Please show every line in the material below that contains the word "milky".

Pointing data excerpts:

— Start —

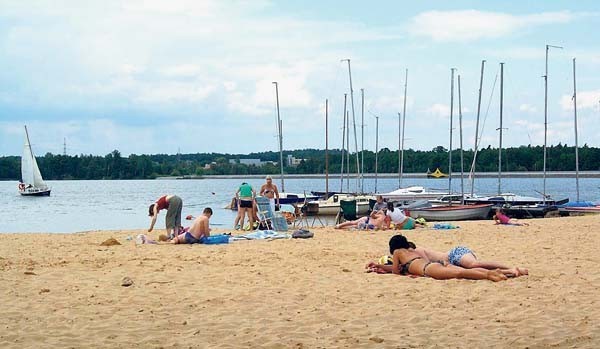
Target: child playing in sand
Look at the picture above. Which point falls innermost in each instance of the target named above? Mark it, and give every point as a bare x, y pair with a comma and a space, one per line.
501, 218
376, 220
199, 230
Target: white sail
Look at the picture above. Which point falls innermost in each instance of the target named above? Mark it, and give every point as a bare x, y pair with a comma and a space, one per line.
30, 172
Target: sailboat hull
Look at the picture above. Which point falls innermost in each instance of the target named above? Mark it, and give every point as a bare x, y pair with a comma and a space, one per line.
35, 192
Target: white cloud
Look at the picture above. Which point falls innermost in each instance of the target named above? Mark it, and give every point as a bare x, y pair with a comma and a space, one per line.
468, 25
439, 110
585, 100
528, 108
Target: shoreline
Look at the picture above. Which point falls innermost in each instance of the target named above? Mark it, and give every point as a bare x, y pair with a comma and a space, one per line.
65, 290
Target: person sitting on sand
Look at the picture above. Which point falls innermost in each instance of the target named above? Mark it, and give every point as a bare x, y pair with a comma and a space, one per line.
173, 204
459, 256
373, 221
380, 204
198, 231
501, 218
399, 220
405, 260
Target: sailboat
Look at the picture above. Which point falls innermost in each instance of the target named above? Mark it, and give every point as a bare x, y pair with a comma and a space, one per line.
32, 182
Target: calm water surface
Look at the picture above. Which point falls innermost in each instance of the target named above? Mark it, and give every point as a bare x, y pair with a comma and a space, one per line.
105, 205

— End —
— Start —

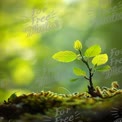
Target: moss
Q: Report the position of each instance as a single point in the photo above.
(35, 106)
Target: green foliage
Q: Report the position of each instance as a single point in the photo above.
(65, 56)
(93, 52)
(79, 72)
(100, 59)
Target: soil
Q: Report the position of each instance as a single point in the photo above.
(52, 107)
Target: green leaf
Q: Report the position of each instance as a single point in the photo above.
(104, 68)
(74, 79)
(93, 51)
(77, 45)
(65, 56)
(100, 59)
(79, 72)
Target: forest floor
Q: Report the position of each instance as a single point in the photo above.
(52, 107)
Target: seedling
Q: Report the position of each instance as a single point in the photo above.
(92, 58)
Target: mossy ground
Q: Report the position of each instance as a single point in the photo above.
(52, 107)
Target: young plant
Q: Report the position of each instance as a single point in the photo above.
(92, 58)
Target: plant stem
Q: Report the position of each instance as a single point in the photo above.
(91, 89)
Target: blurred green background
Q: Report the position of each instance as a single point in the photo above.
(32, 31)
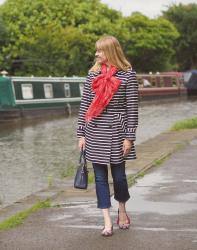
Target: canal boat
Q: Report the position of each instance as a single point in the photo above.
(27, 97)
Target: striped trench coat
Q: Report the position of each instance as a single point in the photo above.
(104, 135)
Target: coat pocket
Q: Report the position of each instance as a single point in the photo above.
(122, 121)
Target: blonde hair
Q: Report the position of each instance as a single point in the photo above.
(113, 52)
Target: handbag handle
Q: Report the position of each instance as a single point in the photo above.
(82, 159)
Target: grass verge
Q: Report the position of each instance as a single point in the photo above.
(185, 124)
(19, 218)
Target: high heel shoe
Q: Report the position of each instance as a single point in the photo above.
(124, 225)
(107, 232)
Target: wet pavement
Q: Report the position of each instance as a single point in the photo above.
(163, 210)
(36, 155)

— End —
— Start —

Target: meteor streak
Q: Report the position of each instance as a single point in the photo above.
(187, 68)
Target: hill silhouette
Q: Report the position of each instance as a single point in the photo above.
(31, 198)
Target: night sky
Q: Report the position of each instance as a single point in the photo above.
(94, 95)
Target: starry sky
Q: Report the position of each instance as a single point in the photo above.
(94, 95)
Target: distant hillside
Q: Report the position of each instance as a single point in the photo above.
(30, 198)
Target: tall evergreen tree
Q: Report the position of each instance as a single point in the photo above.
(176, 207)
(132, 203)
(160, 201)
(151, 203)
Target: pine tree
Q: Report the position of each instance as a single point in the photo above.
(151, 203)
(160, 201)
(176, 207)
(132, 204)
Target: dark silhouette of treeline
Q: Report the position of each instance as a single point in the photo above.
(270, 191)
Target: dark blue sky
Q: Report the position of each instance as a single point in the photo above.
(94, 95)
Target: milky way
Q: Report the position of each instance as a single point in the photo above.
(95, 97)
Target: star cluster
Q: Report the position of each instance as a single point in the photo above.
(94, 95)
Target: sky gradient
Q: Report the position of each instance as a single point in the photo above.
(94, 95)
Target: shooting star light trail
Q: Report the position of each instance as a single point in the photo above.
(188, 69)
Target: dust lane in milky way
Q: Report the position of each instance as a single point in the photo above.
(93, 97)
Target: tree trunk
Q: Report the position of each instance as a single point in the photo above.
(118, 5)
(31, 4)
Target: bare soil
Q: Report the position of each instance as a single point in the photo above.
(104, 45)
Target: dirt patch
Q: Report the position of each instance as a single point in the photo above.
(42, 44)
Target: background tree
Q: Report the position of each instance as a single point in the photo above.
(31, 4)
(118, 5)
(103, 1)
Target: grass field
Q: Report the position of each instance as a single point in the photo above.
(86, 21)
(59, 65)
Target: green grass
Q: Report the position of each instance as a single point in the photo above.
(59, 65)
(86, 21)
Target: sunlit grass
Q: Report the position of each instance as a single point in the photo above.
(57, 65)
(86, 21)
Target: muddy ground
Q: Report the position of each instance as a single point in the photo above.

— End —

== Completed task ==
Target: milky way
Target: dust lane in milky way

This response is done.